**What is needed**
Copy the following records word for word.

....

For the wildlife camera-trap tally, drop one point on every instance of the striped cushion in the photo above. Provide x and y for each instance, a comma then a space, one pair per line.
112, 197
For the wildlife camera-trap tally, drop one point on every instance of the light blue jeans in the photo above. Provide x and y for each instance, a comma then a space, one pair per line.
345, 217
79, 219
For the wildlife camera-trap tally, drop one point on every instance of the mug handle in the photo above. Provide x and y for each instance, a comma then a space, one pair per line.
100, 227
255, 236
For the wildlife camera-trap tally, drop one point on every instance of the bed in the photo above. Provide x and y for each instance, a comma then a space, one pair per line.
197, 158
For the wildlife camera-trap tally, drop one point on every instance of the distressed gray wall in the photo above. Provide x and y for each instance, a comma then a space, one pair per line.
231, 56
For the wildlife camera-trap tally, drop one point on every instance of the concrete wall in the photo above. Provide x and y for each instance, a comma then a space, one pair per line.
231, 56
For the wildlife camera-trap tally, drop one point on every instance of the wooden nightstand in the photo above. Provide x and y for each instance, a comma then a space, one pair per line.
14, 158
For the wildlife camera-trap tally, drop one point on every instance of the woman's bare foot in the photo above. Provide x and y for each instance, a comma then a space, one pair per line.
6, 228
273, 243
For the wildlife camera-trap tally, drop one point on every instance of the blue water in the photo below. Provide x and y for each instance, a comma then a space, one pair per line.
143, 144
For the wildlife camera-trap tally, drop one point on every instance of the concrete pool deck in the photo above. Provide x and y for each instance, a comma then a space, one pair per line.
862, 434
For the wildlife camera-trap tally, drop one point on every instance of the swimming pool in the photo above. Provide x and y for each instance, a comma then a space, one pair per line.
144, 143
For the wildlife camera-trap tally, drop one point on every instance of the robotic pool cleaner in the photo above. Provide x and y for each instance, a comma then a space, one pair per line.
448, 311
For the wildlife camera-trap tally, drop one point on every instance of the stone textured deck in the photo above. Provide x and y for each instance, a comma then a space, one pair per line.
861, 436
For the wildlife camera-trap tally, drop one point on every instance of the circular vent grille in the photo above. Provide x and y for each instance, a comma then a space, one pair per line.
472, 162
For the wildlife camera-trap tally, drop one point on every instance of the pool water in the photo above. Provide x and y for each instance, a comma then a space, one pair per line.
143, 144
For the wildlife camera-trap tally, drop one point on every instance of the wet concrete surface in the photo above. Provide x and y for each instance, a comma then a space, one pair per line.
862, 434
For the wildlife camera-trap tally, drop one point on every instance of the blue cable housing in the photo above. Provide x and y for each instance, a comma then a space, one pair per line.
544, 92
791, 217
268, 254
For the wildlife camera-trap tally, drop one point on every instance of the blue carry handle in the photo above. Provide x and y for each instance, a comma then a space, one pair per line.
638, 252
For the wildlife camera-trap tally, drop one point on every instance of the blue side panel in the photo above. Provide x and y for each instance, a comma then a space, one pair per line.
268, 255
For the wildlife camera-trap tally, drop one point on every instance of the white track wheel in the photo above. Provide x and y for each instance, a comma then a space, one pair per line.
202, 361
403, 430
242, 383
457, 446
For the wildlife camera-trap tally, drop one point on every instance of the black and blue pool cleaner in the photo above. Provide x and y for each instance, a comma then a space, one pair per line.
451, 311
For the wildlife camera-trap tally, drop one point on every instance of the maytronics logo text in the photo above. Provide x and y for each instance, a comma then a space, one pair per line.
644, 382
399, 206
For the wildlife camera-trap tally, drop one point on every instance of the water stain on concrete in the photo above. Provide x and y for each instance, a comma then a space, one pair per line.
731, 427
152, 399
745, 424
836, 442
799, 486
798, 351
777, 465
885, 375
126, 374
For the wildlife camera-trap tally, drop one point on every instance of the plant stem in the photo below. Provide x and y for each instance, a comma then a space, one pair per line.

....

**Correct answer**
For the wildlife camera-trap tally, drop one point on every instance of the striped cushion in the photo above. Provide x and y for each instance, a comma then a space, one pair per line.
112, 197
For the wildlife camera-trap tally, drop one point on every instance of the light blue jeans in the photo above. Provide x and y for each instance, a comma then a space, one pair per line.
345, 217
79, 219
For the wildlife camera-trap tally, drop one point on every instance of the mug handle in the photo above. Provide x and y for each instance, a comma then a space, one pair per line.
100, 227
255, 236
For the wildlife camera-trap tally, drop one point on every instance of the bed in the photo above. Provide x and y for each instance, a comma then a space, one pair per line.
197, 158
For the wildlife camera-trap tally, drop one point on every instance of the distressed gray wall in the photo above. Provide x and y for each instance, a comma then a space, one pair per line.
231, 56
For the wildlife camera-trap tally, drop one point on every instance of the concrete wall in the photo above. Provide x and y for each instance, a comma then a space, one pair per line.
231, 56
For the wildlife camera-trap tally, drop one point on every instance of the wooden nightstand in the photo above. Provide x and y for each instance, a comma then a space, one pair per line.
14, 158
For the wildlife camera-trap tally, drop one point on every instance of the woman's bare foot in the photo above. Provide x and y for each instance, a comma then a space, one pair per line.
6, 228
273, 243
For the wildlife camera-trap tally, drop one point on every instance of the blue water in the photo below. Provide x and y for each instance, a comma then a space, one pair per line.
143, 144
For the wildlife camera-trap tally, drop one point on every instance of the concrete pool deck in the photo above. Provide x and y for each instance, a comma then a space, one pair per line.
862, 434
For the wildlife camera-trap tally, drop one point on every instance of the swimming pool in the photo above. Provide x and y for each instance, a comma then a space, one pair per line.
144, 143
For the wildlife camera-trap tally, drop one point on every instance of the robotic pool cleaner in the photo above. Provide x and y for each instance, a comma then a space, one pair per line.
448, 311
For the wildlife camera-trap tally, drop one point on every instance of the stone textured deck in the photo above. Provide x and y for each instance, a comma then a space, one pair per line.
861, 436
For the wildlife camera-trap tally, drop one point on every instance of the circular vent grille in the photo above. Provide x and y for each instance, a comma then a space, one pair per line.
472, 162
For the wildlife camera-trap tally, drop one point on every instance of the pool water in the photo above. Provide x and y for each instance, a comma then a space, one pair per line.
143, 144
For the wildlife camera-trap tally, drop one point on every instance of the wet concrete surface in the photo above. Provide x and y for each instance, a comma then a space, one pair per line.
862, 434
For the wildlife camera-trap tally, drop one point on every instance of the blue cable housing in the photo above. Provide x and y for each instance, a comma then a space, one pair per line.
544, 92
791, 217
268, 254
For the wildlife camera-trap tally, drop one point on every instance of the blue carry handle in the photo above. Provide x and y for each instance, a comma then a space, one pair per line.
638, 252
For the wildlife camera-trap tally, drop one point on every instance of the blue side panel in the photo above. Provide x and y for each instance, a comma then a space, one pair per line.
268, 255
For the wildlife camera-trap tally, drop one point on every instance of the white track wheel in the photo above. Provide x and y for each instance, a comma then a space, one pair per line.
202, 361
403, 430
242, 383
457, 446
For the wildlife camera-trap tally, drop one point on every instance of the black and blue pool cleaner in the photo above. Provide x and y for each instance, a comma then a space, one pair per line.
451, 311
For the wildlife camera-trap tally, drop one point on every instance of the maytronics logo text in the photo above. Provide x and y for each instance, a comma then a space, one pair per line.
644, 382
399, 206
For the wildlife camera-trap tally, drop one point on every instance of the water stain on concrete in the photo above. Provide x and y for each instance, a comma then a space, one pair per line.
731, 427
152, 399
745, 424
836, 442
799, 486
798, 351
777, 465
885, 375
126, 374
For the wildlife camera-trap tally, drop one point on every instance of the plant stem in the photo below. Provide x and y for each instance, a comma then a space, one pair per line.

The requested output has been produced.